EXERCISE BRIEF: Repeat all the records, precisely as given.

INFORMATION PROVIDED:
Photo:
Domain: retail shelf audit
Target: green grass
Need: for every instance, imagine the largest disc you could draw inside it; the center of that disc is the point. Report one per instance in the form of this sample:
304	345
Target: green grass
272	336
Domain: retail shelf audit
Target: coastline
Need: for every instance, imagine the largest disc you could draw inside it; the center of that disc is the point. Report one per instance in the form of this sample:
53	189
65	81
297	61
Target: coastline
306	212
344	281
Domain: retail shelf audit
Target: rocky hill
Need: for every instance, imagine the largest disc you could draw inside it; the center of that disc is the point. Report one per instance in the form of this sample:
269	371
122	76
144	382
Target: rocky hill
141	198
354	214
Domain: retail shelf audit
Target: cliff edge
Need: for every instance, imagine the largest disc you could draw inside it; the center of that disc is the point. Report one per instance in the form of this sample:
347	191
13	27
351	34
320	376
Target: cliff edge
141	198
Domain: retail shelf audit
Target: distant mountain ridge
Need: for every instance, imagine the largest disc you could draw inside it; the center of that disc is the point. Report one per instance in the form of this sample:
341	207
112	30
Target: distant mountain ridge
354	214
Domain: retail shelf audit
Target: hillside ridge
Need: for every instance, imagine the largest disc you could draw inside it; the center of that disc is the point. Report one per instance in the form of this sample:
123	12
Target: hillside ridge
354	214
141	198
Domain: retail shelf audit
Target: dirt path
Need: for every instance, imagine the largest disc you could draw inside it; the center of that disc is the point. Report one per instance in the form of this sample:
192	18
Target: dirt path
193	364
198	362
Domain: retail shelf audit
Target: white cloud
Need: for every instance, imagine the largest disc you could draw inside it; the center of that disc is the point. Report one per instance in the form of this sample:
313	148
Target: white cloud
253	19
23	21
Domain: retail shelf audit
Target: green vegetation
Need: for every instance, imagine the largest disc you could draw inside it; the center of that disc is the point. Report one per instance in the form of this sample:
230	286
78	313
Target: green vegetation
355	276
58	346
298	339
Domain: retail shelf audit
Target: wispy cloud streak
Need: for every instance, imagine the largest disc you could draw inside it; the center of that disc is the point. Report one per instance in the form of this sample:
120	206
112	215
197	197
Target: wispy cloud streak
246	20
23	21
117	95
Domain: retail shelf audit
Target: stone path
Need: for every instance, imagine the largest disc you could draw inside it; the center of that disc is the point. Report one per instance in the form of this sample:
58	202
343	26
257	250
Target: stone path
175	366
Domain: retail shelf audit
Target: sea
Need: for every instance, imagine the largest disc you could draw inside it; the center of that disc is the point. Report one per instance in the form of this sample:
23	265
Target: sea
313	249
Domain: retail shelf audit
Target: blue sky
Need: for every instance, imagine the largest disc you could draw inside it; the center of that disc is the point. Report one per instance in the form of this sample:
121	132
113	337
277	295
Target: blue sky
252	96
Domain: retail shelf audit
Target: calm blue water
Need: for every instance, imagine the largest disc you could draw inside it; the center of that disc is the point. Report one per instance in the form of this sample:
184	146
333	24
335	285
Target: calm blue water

SOLUTION TO THIS TASK:
Photo:
Domain: retail shelf audit
Target: green grass
Need: for every instance, imagine the largest disc you could draw inside it; the center of that disc is the point. Report one per instance in the form of this sample:
304	345
Target: green grass
272	336
Domain: retail shelf audit
Target: coastline
Need: for every instance, imagine the largest disc you could draw inside it; the center of that disc is the point. Report one per instance in the form of this sample:
53	189
65	81
297	61
Target: coastline
306	212
344	281
Domain: retail shelf audit
Target: rocky hill
Need: for every instance, imagine the largest disc you could draw inside it; the center of that disc is the point. Report one per instance in the form of this sample:
269	371
122	76
144	382
Target: rocky hill
141	198
354	214
Domain: retail shelf audit
Target: cliff edge
Need: for every instance, imagine the largest disc you could draw inside it; the center of that disc is the point. Report one per instance in the form of this sample:
347	191
13	27
351	34
320	376
Target: cliff edge
141	198
Domain: retail shelf audit
Target: distant mountain ridge
Need: for every instance, imagine the largest disc you could draw inside it; the center of that disc is the point. Report one per instance in the form of this sample:
341	207
112	30
Target: distant mountain ridge
354	214
Domain: retail shelf audit
Target: hillside ridge
Need: for every instance, imagine the largest disc you could draw inside it; the center of that disc is the point. Report one per instance in the form of this sample:
123	12
Target: hillside ridge
354	214
141	198
Domain: retail shelf audit
Target: dirt path
Need: for every instance, imagine the largest disc you could draw inside it; the center of that disc is the point. Report one per instance in the form of this sample:
192	18
Target: dirt path
193	364
198	362
Domain: retail shelf audit
Target: white cloud
Need: for every instance, imagine the largest disc you could draw inside it; the center of that disc is the point. Report one per instance in the form of this sample:
313	148
Target: white cloud
253	19
23	21
Domain: retail shelf audit
Target: green vegetation
Need: for every instance, imagine the largest disc you could draw inside it; the center of that disc is the point. Report one per instance in the form of this sample:
230	286
78	313
Target: green vegetation
355	276
58	346
298	339
Domain: retail shelf audit
Target: wispy cloud streak
Need: for every instance, imagine the largest disc you could draw inside it; the center of that disc is the point. Report one per instance in the form of this sample:
120	206
112	215
197	197
Target: wispy cloud streak
246	20
23	21
117	95
Domain: retail shelf audit
Target: stone path
Need: for every instance, imagine the largest disc you could draw inside it; the center of that disc is the point. Report one per instance in the form of this sample:
58	202
343	26
257	250
Target: stone path
175	366
Domain: retail shelf audit
Target: sea
Need: for every instance, imagine the largest disc you could draw inside it; the center of that disc is the point. Report one per instance in the form of this sample:
23	265
Target: sea
313	249
Domain: retail shelf audit
Target: blue sky
Need: for every instance, imagine the largest disc you could draw inside it; the center of that disc is the point. Report one per instance in the form of this sample:
121	132
113	337
277	295
Target: blue sky
252	96
Domain: retail shelf audit
Target: calm blue water
Need: for every instance, imagine the largest disc you could draw inside it; the center of that disc is the point. Report one per instance in the form of this sample:
184	146
333	24
335	285
Target: calm blue water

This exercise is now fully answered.